__Passage to read__.
###

The Vatican announced Tuesday (Oct. 20) that it will create new national dioceses tailored to Anglicans upset with their church's growing acceptance of homosexuality and female clergy. The dioceses will feature not only distinctively Anglican music and prayers, but also the trait that till now has most conspicuously distinguished Anglicanism from Roman Catholicism: married priests.

But the provision for married clergy, which the Catholic church has made on a limited basis since at least the 1980s, remains a qualified one. Only unmarried men will be eligible to serve as bishops in the new dioceses, the Vatican said, consistent with a "long historical tradition” in both the Catholic and Orthodox churches.

Other details of the new rules remain unclear pending their still-unscheduled publication, but Cardinal William Levada, head of the Vatican's doctrinal office, suggested on Tuesday that the new dioceses will not ordain married men unless they have already started their preparation in Anglican seminaries, or permit unmarried priests to take wives after ordination.

###

__Data supplied__.

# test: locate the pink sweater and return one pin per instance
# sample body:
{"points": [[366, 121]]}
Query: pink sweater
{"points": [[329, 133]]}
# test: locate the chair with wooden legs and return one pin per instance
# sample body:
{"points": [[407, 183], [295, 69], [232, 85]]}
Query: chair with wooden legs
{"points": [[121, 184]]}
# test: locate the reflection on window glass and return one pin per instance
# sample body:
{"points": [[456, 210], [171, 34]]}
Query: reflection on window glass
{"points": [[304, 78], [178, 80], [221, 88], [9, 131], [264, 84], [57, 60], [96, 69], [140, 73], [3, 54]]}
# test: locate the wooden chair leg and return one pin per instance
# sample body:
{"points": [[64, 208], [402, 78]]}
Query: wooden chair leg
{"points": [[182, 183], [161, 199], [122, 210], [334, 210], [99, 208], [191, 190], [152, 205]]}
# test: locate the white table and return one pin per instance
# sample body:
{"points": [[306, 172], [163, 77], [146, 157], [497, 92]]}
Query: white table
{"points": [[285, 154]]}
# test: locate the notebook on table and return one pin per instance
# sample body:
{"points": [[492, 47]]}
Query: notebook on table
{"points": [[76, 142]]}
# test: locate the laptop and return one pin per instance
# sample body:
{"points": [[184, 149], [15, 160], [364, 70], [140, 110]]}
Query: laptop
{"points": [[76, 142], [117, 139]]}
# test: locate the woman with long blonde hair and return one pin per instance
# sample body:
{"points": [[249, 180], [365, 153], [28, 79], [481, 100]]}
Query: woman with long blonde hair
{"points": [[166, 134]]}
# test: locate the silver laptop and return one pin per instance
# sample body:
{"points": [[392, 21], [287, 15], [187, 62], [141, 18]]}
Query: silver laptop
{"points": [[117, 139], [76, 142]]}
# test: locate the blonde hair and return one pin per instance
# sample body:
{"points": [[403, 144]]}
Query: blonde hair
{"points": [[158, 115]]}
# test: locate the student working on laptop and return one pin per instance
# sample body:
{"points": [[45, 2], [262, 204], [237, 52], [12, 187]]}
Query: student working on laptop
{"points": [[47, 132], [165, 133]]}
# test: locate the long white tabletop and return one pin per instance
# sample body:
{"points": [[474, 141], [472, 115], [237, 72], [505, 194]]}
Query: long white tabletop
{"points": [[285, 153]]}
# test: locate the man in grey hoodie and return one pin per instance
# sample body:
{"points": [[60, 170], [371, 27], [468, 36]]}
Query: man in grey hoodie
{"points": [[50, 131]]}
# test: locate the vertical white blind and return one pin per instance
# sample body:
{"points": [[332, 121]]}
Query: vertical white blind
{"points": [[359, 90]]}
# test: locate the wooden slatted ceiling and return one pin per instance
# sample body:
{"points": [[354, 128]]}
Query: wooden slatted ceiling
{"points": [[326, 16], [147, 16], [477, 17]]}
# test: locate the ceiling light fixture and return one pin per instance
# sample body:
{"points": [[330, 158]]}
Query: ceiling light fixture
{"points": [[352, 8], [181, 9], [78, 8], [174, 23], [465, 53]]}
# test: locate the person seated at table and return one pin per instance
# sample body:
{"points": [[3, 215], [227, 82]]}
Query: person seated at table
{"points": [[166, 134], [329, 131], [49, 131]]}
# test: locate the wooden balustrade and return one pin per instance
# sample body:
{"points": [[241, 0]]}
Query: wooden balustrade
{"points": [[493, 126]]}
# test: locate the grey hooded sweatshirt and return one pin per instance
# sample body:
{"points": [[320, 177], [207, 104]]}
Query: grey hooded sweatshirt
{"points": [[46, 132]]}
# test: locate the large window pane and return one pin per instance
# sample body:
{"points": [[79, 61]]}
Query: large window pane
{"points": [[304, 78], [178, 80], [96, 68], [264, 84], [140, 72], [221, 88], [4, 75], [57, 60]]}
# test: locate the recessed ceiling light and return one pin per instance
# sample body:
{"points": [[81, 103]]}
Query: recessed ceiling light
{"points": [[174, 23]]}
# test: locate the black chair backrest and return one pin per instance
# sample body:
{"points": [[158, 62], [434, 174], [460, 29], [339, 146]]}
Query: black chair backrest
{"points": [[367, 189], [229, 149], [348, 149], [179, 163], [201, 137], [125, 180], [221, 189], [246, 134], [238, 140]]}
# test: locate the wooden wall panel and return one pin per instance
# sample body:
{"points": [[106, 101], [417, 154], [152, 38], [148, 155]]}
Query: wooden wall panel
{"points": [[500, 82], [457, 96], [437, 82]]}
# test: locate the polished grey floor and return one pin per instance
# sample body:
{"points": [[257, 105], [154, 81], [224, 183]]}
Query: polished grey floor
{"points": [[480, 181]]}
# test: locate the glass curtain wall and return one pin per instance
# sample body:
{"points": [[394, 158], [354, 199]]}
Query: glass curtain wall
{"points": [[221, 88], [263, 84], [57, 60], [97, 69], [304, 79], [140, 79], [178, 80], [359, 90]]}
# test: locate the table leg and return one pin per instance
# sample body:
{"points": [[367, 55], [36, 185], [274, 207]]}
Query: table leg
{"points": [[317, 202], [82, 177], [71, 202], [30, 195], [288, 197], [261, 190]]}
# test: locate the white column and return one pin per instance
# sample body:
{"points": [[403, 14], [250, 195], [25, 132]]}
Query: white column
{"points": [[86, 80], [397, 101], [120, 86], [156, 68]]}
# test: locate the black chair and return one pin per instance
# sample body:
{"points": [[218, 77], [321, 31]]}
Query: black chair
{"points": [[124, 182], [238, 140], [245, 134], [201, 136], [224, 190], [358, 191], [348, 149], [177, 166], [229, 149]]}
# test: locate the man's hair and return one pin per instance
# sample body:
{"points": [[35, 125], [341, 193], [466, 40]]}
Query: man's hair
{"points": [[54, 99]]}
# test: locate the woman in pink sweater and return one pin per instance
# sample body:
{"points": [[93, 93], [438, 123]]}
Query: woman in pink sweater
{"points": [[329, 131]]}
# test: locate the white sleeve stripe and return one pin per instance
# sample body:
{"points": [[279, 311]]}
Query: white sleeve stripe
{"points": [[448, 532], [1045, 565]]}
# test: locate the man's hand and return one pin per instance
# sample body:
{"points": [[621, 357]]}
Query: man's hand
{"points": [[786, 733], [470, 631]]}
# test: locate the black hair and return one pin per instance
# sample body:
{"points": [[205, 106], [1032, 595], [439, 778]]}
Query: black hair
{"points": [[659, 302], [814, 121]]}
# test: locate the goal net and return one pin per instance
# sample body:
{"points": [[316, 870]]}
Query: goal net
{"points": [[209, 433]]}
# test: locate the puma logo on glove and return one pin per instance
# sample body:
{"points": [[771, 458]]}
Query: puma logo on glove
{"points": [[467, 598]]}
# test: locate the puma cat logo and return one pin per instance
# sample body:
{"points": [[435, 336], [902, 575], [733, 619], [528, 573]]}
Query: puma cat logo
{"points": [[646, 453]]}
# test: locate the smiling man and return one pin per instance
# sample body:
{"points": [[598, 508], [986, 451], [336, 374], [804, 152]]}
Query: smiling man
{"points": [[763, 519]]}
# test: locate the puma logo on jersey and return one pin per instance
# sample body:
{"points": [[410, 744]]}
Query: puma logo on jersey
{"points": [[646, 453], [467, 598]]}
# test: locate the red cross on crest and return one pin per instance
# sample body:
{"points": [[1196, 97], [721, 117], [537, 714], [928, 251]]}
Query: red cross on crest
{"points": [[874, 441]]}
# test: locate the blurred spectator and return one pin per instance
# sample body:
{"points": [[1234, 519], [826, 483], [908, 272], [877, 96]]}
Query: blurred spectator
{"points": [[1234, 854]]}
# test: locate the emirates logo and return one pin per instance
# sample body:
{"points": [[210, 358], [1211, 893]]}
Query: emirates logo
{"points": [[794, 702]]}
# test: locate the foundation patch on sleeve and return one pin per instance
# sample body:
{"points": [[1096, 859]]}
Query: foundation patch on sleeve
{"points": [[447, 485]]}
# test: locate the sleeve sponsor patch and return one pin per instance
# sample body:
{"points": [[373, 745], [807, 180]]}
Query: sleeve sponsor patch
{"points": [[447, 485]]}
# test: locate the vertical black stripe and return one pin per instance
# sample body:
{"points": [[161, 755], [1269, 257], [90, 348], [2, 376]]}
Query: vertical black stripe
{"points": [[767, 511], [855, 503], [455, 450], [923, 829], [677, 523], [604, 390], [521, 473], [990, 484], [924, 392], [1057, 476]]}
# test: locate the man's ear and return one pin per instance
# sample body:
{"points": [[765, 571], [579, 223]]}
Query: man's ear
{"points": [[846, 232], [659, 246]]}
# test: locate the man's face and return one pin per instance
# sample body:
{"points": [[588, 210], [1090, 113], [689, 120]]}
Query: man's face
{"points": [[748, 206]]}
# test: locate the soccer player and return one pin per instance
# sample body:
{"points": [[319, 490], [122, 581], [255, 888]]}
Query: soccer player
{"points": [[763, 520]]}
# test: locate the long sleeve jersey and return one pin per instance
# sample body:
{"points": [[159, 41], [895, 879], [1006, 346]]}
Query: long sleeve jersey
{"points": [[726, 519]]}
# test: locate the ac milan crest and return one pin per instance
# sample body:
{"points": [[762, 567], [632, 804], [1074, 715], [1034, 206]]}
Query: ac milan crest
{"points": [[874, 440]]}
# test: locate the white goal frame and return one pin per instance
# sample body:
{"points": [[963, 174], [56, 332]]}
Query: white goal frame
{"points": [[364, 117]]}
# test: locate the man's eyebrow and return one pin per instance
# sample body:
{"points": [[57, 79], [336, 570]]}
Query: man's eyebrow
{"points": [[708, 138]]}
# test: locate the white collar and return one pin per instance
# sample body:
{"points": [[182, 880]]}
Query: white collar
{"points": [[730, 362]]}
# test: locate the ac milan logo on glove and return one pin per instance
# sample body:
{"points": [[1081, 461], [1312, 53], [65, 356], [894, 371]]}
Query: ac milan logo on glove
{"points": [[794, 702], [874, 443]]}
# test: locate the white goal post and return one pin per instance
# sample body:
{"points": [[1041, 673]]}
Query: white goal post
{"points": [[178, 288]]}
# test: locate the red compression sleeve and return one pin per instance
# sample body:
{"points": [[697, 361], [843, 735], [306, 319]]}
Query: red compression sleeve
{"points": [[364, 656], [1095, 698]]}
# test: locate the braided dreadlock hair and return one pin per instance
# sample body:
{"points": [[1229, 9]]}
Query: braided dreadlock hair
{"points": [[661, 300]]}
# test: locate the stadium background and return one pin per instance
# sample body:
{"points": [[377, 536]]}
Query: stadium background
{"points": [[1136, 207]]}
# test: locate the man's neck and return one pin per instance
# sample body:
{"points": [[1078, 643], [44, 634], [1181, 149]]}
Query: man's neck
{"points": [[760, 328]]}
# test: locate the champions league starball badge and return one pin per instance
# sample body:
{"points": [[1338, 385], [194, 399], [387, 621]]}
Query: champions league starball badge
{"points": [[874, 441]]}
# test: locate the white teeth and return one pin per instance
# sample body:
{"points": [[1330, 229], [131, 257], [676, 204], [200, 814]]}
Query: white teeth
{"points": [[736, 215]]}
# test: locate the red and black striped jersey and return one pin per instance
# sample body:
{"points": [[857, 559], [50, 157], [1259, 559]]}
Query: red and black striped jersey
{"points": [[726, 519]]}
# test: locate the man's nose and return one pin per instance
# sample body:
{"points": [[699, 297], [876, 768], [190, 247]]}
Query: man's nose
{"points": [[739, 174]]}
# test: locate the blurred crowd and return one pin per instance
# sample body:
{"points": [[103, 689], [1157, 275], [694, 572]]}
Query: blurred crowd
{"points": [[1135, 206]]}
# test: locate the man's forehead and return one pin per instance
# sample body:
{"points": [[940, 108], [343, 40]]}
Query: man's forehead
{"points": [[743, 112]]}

###

From the article about the Vatican's dioceses for Anglicans, quote the part that opens with the words containing "The Vatican announced" and closes with "Catholicism: married priests.". Rely only on the article about the Vatican's dioceses for Anglicans, not on the listing.

__Completed task__.
The Vatican announced Tuesday (Oct. 20) that it will create new national dioceses tailored to Anglicans upset with their church's growing acceptance of homosexuality and female clergy. The dioceses will feature not only distinctively Anglican music and prayers, but also the trait that till now has most conspicuously distinguished Anglicanism from Roman Catholicism: married priests.